- _Blok Teks_
-- 
j.gedearka <j.gedea...@upcmail.nl>



https://news.detik.com/kolom/d-5169075/jangan-tanyakan-lagi-nasionalisme-urang-minang?tag_from=wp_cb_kolom_list




Kolom

Jangan Tanyakan (Lagi) Nasionalisme "Urang" Minang

Dwi Munthaha - detikNews

Jumat, 11 Sep 2020 15:17 WIB
6 komentar
SHARE URL telah disalin
Puan Maharani
Puan Maharani (Foto: tangkapan layar)
Jakarta -

Pernyataan Puan Maharani saat mengumumkan pasangan calon gubernur dan wakil 
gubernur Sumatera Barat (Sumbar), Mulyadi-Ali Mukhni untuk Pilkada 2020 menuai 
kehebohan. Secara spontan Puan menyebutkan harapannya, "Semoga Sumatera Barat 
menjadi provinsi yang memang mendukung negara Pancasila."

Pernyataan tersebut kemudian ditimpali oleh Ketua Umum PDIP Megawati 
Soekarnoputri dengan keheranannya, mengapa masyarakat Sumbar belum menyukai 
PDIP. Minimnya dukungan bagi PDIP disebutkannya menyulitkan partai untuk 
menentukan pemimpin di Sumbar. Megawati pun meminta kader-kadernya untuk 
bekerja keras merebut hati rakyat Sumbar.

Namun, akibat dari pernyataan Puan, muncul reaksi dari banyak kalangan. Dari 
komentar yang menyayangkan, kecaman, hingga pelaporan ke polisi. PKB yang 
awalnya menjadi bagian dari partai koalisi pendukung pasangan Mulyadi-Ali 
Mukhni mencabut dukungannya. Puncaknya, Mulyadi-Ali Mukhni mengembalikan surat 
dukungan dari PDIP. Pasangan ini memutuskan hanya didukung oleh Partai Demokrat 
dan PAN.

Pernyataan Puan dianggap mengusik rasa nasionalisme masyarakat Minangkabau. 
Tentunya pernyataan itu, meski spontan, tidak muncul begitu saja. Bisa jadi ada 
kesadaran yang terbangun dari Puan karena kelompok nasionalis berkali-kali 
kalah dalam kontestasi politik di sana. Saat pilpres pada 2014, Jokowi yang 
didukung oleh koalisi yang dipimpin PDIP hanya memperoleh 22% suara. Pada 2019, 
suara itu justru melorot hingga tersisa 14,05 %.

Dukungan 12 kepala daerah serta pengalokasian dana yang besar untuk pembangunan 
infrastruktur di provinsi itu tidak berimbas pada perolehan suara Jokowi di 
pilpres terakhirnya.

[Materi penunjukan]

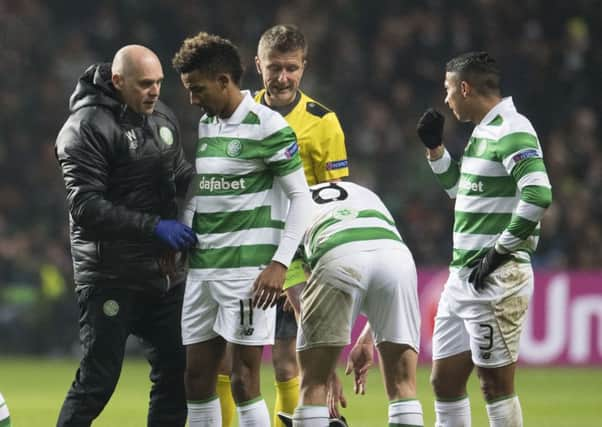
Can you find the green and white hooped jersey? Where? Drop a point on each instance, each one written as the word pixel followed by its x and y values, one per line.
pixel 238 210
pixel 348 218
pixel 501 187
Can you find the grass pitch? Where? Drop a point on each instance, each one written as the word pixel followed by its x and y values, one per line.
pixel 34 389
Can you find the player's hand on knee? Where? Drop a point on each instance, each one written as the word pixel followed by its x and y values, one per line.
pixel 483 267
pixel 268 286
pixel 359 361
pixel 335 396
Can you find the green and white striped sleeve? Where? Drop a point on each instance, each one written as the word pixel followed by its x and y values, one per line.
pixel 447 171
pixel 523 159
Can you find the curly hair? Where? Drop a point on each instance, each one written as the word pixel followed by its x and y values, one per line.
pixel 210 54
pixel 479 69
pixel 282 38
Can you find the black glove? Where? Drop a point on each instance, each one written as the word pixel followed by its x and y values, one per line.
pixel 175 234
pixel 430 128
pixel 483 267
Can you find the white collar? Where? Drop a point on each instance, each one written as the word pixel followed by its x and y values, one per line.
pixel 506 104
pixel 241 111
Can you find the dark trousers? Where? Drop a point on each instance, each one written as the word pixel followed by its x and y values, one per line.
pixel 107 317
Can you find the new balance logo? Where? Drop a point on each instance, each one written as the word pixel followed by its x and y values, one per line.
pixel 247 332
pixel 130 135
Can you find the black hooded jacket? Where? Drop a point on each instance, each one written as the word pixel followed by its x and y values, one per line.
pixel 122 171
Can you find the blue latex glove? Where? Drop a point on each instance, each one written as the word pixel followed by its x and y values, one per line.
pixel 175 234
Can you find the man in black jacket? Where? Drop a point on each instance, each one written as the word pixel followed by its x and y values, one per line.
pixel 123 167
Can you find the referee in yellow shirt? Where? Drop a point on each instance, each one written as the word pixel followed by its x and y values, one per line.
pixel 281 60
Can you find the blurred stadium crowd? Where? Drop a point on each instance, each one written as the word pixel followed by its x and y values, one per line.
pixel 377 64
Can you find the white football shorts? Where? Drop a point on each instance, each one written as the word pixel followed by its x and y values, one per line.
pixel 380 284
pixel 224 308
pixel 488 324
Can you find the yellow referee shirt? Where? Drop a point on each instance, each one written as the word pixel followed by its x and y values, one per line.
pixel 319 135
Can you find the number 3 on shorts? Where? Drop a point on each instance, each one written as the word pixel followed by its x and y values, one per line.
pixel 487 336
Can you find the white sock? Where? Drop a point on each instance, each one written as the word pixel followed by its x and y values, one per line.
pixel 311 416
pixel 4 415
pixel 205 413
pixel 453 414
pixel 405 413
pixel 253 413
pixel 505 413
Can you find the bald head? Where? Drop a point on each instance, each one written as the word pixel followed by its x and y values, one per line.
pixel 137 75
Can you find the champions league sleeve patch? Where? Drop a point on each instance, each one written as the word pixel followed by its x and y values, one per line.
pixel 527 154
pixel 292 150
pixel 337 164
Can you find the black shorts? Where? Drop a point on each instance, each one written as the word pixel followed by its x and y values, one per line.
pixel 286 324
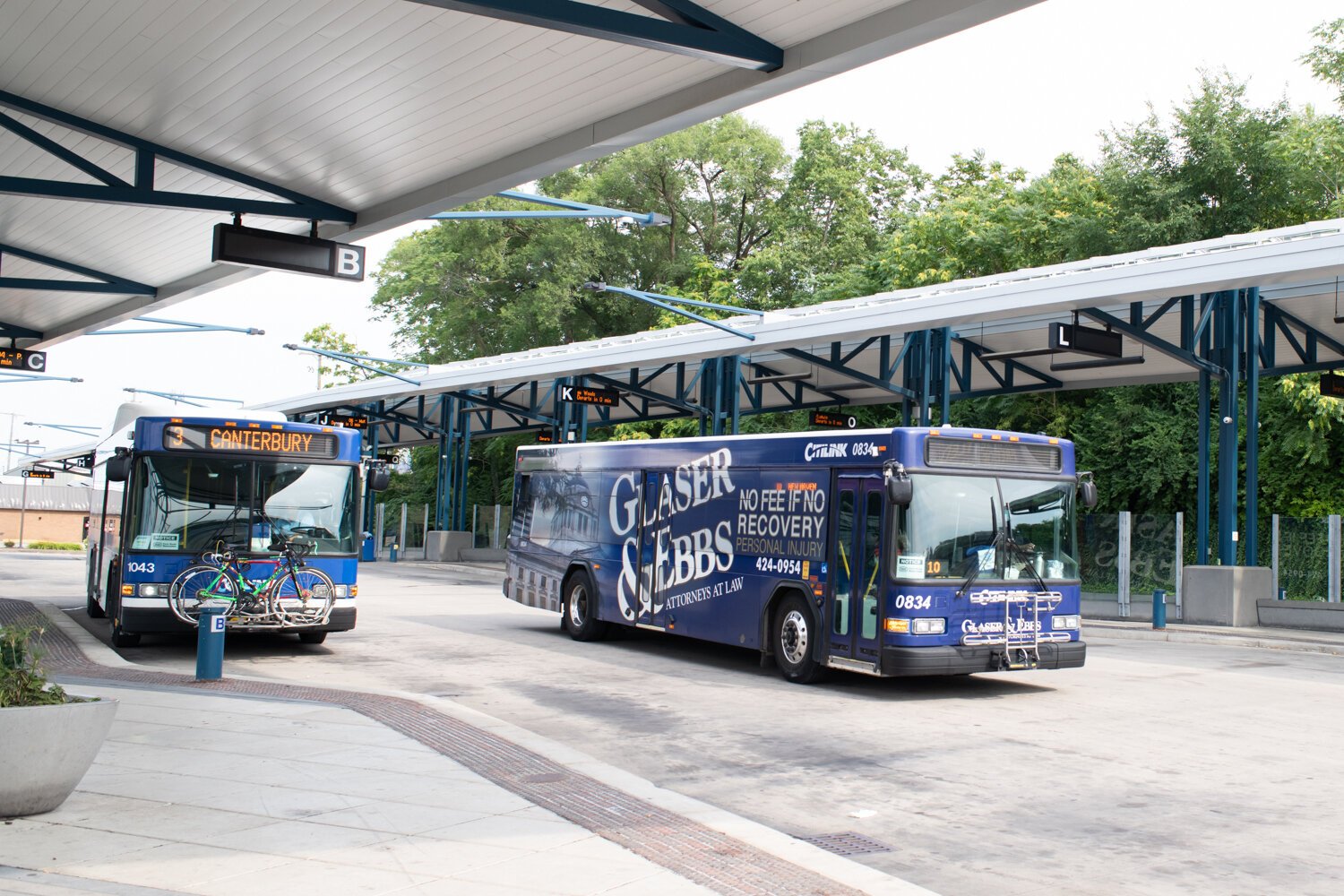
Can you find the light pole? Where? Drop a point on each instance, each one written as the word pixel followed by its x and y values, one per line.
pixel 23 500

- _Petunjuk 1_
Tuliskan ulang kata demi kata bagian kolom tentang pernyataan Puan Maharani, dari "Namun, akibat dari" sampai "nasionalisme masyarakat Minangkabau.".
- _Petunjuk 2_
Ringkas kolom tentang pernyataan Puan Maharani dalam dua kalimat.
- _Petunjuk 3_
Teruskan kolom tentang pernyataan Puan Maharani mulai dari bagian terakhirnya.

- _Jawaban 1_
Namun, akibat dari pernyataan Puan, muncul reaksi dari banyak kalangan. Dari 
komentar yang menyayangkan, kecaman, hingga pelaporan ke polisi. PKB yang 
awalnya menjadi bagian dari partai koalisi pendukung pasangan Mulyadi-Ali 
Mukhni mencabut dukungannya. Puncaknya, Mulyadi-Ali Mukhni mengembalikan surat 
dukungan dari PDIP. Pasangan ini memutuskan hanya didukung oleh Partai Demokrat 
dan PAN.

Pernyataan Puan dianggap mengusik rasa nasionalisme masyarakat Minangkabau.

- _Jawaban 2_
Pernyataan Puan Maharani yang berharap Sumatera Barat menjadi provinsi pendukung negara Pancasila saat mengumumkan pasangan Mulyadi-Ali Mukhni untuk Pilkada 2020 menuai kehebohan, hingga PKB mencabut dukungannya dan pasangan itu mengembalikan surat dukungan dari PDIP. Pernyataan itu dianggap mengusik rasa nasionalisme masyarakat Minangkabau, sementara suara Jokowi yang didukung koalisi pimpinan PDIP di provinsi tersebut turun dari 22% pada 2014 menjadi 14,05% pada 2019.

- _Jawaban 3_
Barangkali Jokowi juga heran, namun tidak diungkapkannya ke publik. Tetapi 
pertanyaan Megawati menjadi lebih penting dari sisi politik, mengingat PDIP 
merupakan the rulling party, ketimbang Jokowi yang hanya tinggal menyelesaikan 
periodenya hingga 2024. Megawati sepertinya melihat spektrum politik dalam 
perspektif yang lebih luas. Bukan hanya sebatas jumlah DPT di Sumbar yang 
relatif kecil dan tidak signifikan.

Kemenangan politik dengan dalam demokrasi liberal memang hanya ditentukan oleh 
kuantitas, abai pada kualitas. Pengabaian kualitas inilah yang berakibat 
panjang, dan situasi kebangsaan saat ini menunjukkan konsekuensi itu. 
Terbelahnya masyarakat karena politik identitas dikhawatirkan akan semakin 
menggerus nasionalisme. Sementara di sisi lain ada yang tetap mendapatkan 
keuntungan dari berbagai peristiwa politik dan sosial yang terjadi.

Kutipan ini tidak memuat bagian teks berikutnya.